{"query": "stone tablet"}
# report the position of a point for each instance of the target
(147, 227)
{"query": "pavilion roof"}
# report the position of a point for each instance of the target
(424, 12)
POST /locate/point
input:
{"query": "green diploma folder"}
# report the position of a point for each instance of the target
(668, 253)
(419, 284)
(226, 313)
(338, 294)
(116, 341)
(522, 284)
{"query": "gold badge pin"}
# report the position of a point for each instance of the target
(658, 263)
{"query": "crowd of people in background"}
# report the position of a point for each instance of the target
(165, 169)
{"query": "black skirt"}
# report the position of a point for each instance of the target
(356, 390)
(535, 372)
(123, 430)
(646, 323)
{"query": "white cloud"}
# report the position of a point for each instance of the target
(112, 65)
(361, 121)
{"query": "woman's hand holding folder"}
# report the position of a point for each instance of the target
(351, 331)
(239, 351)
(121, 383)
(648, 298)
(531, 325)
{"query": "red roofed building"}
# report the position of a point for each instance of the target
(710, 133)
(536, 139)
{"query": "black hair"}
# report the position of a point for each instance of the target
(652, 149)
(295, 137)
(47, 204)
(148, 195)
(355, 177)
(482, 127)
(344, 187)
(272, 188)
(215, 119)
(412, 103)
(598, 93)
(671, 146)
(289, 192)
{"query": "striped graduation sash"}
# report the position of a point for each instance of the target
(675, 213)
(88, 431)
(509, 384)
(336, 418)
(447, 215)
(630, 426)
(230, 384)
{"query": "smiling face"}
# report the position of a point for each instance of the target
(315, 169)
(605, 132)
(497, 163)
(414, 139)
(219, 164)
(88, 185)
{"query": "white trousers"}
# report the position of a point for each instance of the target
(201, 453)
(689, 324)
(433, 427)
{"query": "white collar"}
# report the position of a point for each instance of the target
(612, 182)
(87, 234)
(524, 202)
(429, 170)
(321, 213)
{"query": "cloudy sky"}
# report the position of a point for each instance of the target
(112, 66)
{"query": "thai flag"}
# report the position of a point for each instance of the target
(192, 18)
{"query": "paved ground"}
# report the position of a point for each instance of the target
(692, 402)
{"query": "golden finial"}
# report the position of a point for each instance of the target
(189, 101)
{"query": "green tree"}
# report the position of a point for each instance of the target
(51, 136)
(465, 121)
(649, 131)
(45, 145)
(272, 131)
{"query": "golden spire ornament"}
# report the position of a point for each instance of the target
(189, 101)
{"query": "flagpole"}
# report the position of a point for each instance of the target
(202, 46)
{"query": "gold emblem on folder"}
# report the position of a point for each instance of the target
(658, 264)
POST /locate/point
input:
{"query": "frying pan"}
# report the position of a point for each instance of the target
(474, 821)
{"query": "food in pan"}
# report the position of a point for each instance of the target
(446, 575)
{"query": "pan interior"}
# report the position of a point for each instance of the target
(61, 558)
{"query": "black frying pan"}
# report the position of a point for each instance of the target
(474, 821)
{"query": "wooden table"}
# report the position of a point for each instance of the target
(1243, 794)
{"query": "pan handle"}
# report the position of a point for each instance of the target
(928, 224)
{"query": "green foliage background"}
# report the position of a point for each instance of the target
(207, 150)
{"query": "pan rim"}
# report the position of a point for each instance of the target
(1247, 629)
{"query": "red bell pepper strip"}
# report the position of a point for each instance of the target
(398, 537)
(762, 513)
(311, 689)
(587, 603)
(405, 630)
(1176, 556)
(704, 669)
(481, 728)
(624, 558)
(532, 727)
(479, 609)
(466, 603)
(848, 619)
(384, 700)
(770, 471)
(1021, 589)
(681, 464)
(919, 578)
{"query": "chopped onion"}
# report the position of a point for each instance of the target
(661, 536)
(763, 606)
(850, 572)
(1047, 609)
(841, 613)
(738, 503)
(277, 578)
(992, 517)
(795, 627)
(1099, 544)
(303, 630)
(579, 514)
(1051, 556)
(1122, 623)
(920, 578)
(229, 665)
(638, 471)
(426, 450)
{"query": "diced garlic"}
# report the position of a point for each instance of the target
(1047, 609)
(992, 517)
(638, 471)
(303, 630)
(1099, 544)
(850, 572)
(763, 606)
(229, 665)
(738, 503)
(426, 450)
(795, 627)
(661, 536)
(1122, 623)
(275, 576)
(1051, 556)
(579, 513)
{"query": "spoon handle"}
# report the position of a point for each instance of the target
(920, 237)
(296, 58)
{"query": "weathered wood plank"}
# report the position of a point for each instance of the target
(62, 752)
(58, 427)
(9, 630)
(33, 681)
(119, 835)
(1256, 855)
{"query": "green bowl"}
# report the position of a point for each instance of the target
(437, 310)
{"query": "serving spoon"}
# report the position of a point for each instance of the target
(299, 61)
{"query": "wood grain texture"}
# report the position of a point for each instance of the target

────────────────────

Repeat each record exactly, leaving nothing out.

{"query": "stone tablet"}
# report the position of a point for each instance of the target
(147, 227)
{"query": "pavilion roof"}
# report the position of a point for each instance of the target
(424, 12)
POST /locate/point
input:
{"query": "green diploma folder"}
# report the position of a point for each instance of the target
(668, 253)
(419, 284)
(226, 313)
(338, 294)
(116, 341)
(522, 284)
{"query": "gold badge pin"}
# report the position of a point for each instance of the target
(658, 263)
{"query": "crowd of people in background"}
# report the position of a point for each instance of the target
(165, 169)
{"query": "black skirt"}
# report the position of a point for each instance of the target
(356, 390)
(535, 372)
(123, 430)
(646, 323)
{"query": "white cloud"}
# report the position of a point for each instance of the target
(112, 65)
(361, 121)
{"query": "woman's hand holding folder"}
# report the position of a point for each instance of the target
(351, 331)
(239, 351)
(121, 383)
(648, 298)
(531, 325)
{"query": "red roofed building"}
# report the position of a point for each instance of the target
(710, 133)
(536, 139)
{"query": "black hair"}
# report the position of a point for each instance of the target
(652, 149)
(295, 137)
(47, 204)
(148, 195)
(355, 177)
(482, 127)
(344, 187)
(272, 188)
(215, 119)
(412, 103)
(598, 93)
(671, 146)
(289, 192)
{"query": "striped graduation sash"}
# report the position of a point for each instance of the target
(675, 213)
(88, 431)
(509, 384)
(336, 418)
(447, 215)
(630, 426)
(230, 384)
{"query": "smiling face"}
# report the position of a point for each instance of the target
(315, 169)
(605, 132)
(497, 163)
(414, 139)
(219, 164)
(88, 185)
{"query": "white trousers"}
# report the position of a point for each instance of the target
(201, 453)
(689, 324)
(433, 427)
{"query": "white collar"}
# report the position of a point for each instance of the target
(612, 182)
(87, 234)
(524, 202)
(429, 170)
(321, 213)
{"query": "cloudy sky"}
# report the position of a point for each instance of the target
(112, 66)
{"query": "thai flag"}
# report the position of a point for each instance of the target
(192, 18)
{"query": "paved ground"}
# report the position of a point for each instance of the target
(692, 402)
{"query": "golden finial"}
# report the position of a point for each instance of the target
(189, 101)
{"query": "green tree"}
# report the position of a point for each instance of the target
(51, 136)
(465, 121)
(649, 131)
(45, 145)
(272, 131)
{"query": "golden spire ornament"}
# report the position of a point for each instance of the target
(189, 101)
{"query": "flagpole"}
# report the position of a point for each instance of the target
(202, 46)
{"query": "gold emblem on folder"}
# report the position of a point for each instance of the target
(658, 264)
POST /locate/point
input:
{"query": "frying pan"}
# report the position of a point for each instance of the target
(474, 821)
{"query": "food in pan"}
# report the position of a point for each instance of the target
(446, 575)
{"query": "pan interior"}
# report the position of a point for each instance of the target
(61, 558)
{"query": "black frying pan"}
# report the position of a point for each instance of the target
(474, 821)
{"query": "wooden table"}
# report the position of a point for each instance of the target
(1243, 794)
{"query": "pan handle"}
# report the position of a point for each instance of the target
(928, 224)
{"query": "green foliage background"}
# report the position of a point for each instance of the target
(207, 150)
{"query": "pan rim"}
# report the position of a point for each instance of the target
(1247, 629)
{"query": "red bell pepper strip"}
# report the position of a point for each instance of the target
(398, 537)
(762, 513)
(311, 689)
(587, 603)
(405, 630)
(1176, 556)
(704, 669)
(481, 728)
(624, 558)
(532, 727)
(479, 609)
(466, 603)
(848, 619)
(384, 700)
(770, 471)
(1021, 589)
(681, 464)
(919, 578)
{"query": "chopped onion"}
# report the position of a point for each instance of the target
(661, 536)
(763, 606)
(850, 572)
(1047, 609)
(841, 613)
(738, 503)
(277, 578)
(992, 517)
(795, 627)
(1099, 544)
(303, 630)
(579, 514)
(1051, 556)
(1122, 623)
(920, 578)
(229, 665)
(638, 471)
(426, 450)
{"query": "diced garlic"}
# report the position of a point for each instance of the target
(1047, 609)
(992, 517)
(638, 471)
(303, 630)
(1099, 544)
(850, 572)
(763, 606)
(229, 665)
(738, 503)
(426, 450)
(795, 627)
(661, 536)
(1122, 623)
(275, 576)
(1051, 556)
(579, 513)
{"query": "spoon handle"}
# report the position of a point for each instance of the target
(920, 237)
(296, 58)
{"query": "weathered wood plank"}
# report the position of a point for each instance of the target
(62, 752)
(58, 427)
(9, 630)
(33, 681)
(119, 835)
(1256, 855)
{"query": "green bowl"}
# report the position of a point for each instance of the target
(437, 310)
{"query": "serving spoon"}
# report the position of a point for each instance of the target
(299, 61)
{"query": "wood grain texture"}
# report the position of a point for each instance of the target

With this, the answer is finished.